● **GIVEN DATA**:
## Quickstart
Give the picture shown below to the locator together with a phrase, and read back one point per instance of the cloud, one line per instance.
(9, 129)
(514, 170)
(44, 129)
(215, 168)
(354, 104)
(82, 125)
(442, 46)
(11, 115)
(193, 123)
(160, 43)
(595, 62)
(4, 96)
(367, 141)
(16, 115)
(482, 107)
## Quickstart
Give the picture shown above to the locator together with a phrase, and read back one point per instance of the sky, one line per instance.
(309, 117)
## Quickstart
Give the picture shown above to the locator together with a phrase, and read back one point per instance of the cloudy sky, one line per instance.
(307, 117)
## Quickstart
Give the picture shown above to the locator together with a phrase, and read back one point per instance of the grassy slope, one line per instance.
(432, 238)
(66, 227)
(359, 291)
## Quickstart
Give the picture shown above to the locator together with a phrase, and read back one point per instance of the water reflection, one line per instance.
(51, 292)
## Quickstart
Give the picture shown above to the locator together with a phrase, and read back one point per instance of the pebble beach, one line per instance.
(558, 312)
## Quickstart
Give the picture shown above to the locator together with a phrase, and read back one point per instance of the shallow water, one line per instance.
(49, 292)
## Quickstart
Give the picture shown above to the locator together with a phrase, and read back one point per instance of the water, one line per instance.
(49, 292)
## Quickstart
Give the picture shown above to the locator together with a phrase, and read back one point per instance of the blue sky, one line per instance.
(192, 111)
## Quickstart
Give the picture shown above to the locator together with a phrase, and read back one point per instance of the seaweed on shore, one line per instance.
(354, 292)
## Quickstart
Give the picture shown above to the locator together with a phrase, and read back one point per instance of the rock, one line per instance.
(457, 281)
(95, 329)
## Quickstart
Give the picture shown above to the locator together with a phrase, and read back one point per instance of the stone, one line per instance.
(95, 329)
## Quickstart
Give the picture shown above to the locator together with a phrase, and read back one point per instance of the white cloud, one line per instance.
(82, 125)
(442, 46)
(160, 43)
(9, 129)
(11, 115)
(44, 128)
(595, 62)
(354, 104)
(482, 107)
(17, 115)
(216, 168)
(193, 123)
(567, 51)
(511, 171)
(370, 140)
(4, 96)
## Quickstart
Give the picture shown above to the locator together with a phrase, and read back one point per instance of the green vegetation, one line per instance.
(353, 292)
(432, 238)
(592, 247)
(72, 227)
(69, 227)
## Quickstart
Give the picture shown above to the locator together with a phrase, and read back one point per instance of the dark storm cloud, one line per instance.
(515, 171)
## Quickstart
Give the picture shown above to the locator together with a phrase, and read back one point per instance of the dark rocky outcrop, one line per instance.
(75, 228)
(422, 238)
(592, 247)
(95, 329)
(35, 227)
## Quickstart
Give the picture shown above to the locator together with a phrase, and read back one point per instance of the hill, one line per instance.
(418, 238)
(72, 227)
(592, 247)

● **TASK STATEMENT**:
Show each line in the entries above that contains the word "dark". Matching is case-sensitive.

● **EXERCISE RESULT**:
Give the picture shown above to the locator together with a phrase, and read back one point per instance of the dark storm cloud, one line per instance.
Give the picture shown above to the locator together with a phrase, and read back one point per instance of the dark rocky outcrop, one line per instance.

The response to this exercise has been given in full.